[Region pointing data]
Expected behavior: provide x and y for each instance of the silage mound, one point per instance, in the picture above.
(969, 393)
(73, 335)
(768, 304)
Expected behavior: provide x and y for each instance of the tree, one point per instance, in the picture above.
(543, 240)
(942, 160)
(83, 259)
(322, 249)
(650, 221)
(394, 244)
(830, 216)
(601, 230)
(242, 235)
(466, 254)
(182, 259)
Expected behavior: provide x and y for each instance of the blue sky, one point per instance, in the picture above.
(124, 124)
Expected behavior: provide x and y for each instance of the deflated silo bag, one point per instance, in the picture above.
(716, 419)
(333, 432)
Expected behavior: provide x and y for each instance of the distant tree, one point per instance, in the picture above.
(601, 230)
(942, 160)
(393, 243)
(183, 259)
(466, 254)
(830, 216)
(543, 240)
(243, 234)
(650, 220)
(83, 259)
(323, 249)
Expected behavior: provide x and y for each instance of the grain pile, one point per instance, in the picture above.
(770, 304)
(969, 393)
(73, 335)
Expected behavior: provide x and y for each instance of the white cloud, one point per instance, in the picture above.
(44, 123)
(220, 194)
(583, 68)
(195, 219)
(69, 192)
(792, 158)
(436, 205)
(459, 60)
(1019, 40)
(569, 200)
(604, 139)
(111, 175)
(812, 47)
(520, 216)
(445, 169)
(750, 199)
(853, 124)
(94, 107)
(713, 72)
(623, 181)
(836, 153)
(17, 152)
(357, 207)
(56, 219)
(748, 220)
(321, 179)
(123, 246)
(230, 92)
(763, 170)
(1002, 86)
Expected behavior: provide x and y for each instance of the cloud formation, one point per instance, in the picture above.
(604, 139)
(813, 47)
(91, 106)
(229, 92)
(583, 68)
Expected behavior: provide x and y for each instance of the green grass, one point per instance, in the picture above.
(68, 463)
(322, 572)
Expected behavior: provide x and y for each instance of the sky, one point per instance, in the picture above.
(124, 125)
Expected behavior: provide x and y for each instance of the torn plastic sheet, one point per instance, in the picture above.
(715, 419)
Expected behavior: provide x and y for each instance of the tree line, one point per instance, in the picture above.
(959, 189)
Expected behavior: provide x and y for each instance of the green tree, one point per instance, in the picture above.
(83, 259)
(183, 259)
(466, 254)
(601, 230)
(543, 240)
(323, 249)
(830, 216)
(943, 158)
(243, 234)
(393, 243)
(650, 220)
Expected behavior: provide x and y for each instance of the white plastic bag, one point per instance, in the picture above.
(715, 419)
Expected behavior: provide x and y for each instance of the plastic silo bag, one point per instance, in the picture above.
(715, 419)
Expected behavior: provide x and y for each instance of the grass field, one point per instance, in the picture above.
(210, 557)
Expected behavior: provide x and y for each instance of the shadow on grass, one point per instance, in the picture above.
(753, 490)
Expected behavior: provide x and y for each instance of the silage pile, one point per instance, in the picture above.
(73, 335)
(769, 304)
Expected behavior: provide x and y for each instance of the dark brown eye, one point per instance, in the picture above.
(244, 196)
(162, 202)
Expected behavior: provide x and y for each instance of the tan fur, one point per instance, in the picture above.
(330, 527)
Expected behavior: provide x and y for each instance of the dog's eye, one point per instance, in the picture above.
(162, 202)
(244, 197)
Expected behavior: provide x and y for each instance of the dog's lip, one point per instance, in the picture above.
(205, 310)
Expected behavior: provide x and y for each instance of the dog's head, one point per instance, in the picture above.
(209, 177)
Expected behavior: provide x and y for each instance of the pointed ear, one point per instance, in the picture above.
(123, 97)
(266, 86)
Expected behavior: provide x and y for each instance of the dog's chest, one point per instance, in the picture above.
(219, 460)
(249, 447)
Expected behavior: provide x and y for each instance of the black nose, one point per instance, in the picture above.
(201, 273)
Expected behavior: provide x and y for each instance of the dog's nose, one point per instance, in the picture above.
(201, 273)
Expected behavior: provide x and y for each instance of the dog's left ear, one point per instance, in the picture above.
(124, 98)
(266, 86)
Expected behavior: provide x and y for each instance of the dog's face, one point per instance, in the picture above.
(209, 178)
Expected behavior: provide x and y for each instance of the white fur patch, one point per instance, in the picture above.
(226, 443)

- [DIRECTIONS FOR THIS TASK] Copy out each entry precisely. Leave nothing out.

- [SOLUTION FOR THIS EXERCISE]
Expected behavior: provide x and y for each instance of the silage mound, one point per instance, in the picture above.
(969, 393)
(73, 335)
(768, 304)
Expected behavior: provide x and y for each instance of the tree, one point per instance, in the picture above.
(543, 240)
(942, 160)
(83, 259)
(322, 249)
(650, 221)
(394, 244)
(830, 216)
(601, 230)
(242, 235)
(466, 254)
(182, 259)
Expected behavior: provide x and y for each instance of the blue sky, one point per instance, in the picture above.
(124, 124)
Expected behavior: provide x and y for each instance of the deflated silo bag, one point per instance, in the picture above.
(716, 419)
(333, 432)
Expected behavior: provide x and y for each instance of the distant tree, one point per instance, in the picture above.
(601, 230)
(942, 160)
(393, 243)
(183, 259)
(466, 254)
(830, 216)
(543, 240)
(243, 234)
(650, 220)
(83, 259)
(323, 249)
Expected behavior: provide x and y for each instance of the grain pile, one point per instance, in the picture above.
(770, 304)
(969, 393)
(73, 335)
Expected behavior: provide x and y for each instance of the white cloud, one point per instance, in the picture above.
(44, 123)
(220, 194)
(583, 68)
(195, 219)
(69, 192)
(792, 158)
(436, 205)
(459, 60)
(1019, 40)
(569, 200)
(604, 139)
(111, 175)
(812, 47)
(520, 216)
(445, 169)
(750, 199)
(853, 124)
(94, 107)
(713, 72)
(623, 181)
(836, 153)
(17, 152)
(357, 207)
(56, 219)
(748, 220)
(321, 179)
(123, 246)
(230, 92)
(763, 170)
(1002, 86)
Expected behavior: provide x and y for each instance of the cloud formation, one point per instance, in the picture above.
(604, 139)
(813, 47)
(91, 106)
(229, 92)
(583, 68)
Expected behavior: provide x and y for each instance of the green grass, one point per instance, in the picture above.
(68, 463)
(322, 572)
Expected behavior: provide x and y for each instance of the sky, one point per instance, in the picture above.
(124, 125)
Expected behavior: provide x and y for each instance of the torn plastic sheet, one point per instance, in the picture above.
(715, 419)
Expected behavior: provide x and y for each instance of the tree line, one point per instance, in the picture above.
(959, 189)
Expected behavior: provide x and y for each instance of the green tree, one point per instance, in the picture above.
(83, 259)
(183, 259)
(466, 254)
(601, 230)
(543, 240)
(323, 249)
(830, 216)
(943, 158)
(243, 234)
(393, 243)
(650, 220)
Expected behavior: provide x and y for each instance of the white plastic bag, one point per instance, in the picture above.
(715, 419)
Expected behavior: provide x and y for each instance of the plastic silo bag, one point per instance, in the picture above.
(715, 419)
Expected behavior: provide x and y for each instance of the grass field, one point per instance, in the picture above.
(210, 557)
Expected behavior: provide x and y for each instance of the shadow on grass, one point per instance, in the picture above.
(753, 490)
Expected behavior: provide x and y for each instance of the silage pile, one point per instance, in the picture above.
(73, 335)
(769, 304)
Expected behavior: provide x and y for each instance of the dark brown eye, one point per instance, in the picture above.
(244, 196)
(162, 202)
Expected behavior: provide x and y for each instance of the tan fur, one point per instance, in the picture above.
(330, 527)
Expected behavior: provide x and y for each instance of the dog's eye, one point per instance, in the picture above.
(162, 202)
(244, 197)
Expected behavior: provide x and y for each instance of the dog's lip, one point per instance, in the picture above.
(205, 310)
Expected behavior: provide x and y for each instance of the dog's head, one point per instance, in the picture above.
(209, 177)
Expected behavior: provide x and y for each instance of the pointed ear, one point per instance, in the picture above.
(123, 97)
(266, 86)
Expected behavior: provide x and y for each instance of the dog's chest, one point per instance, in the picture above.
(219, 460)
(249, 447)
Expected behavior: provide x and y for each instance of the black nose, one point per instance, in the picture above.
(201, 273)
Expected behavior: provide x and y for each instance of the dog's nose, one point per instance, in the picture above.
(201, 273)
Expected behavior: provide x and y for each instance of the dog's left ear, one point per instance, in the picture above.
(124, 98)
(266, 86)
Expected behavior: provide x and y for each instance of the dog's face, one point per instance, in the picture above.
(209, 178)
Expected behavior: provide x and y for each instance of the white fur patch, one point per instance, in the picture above.
(226, 443)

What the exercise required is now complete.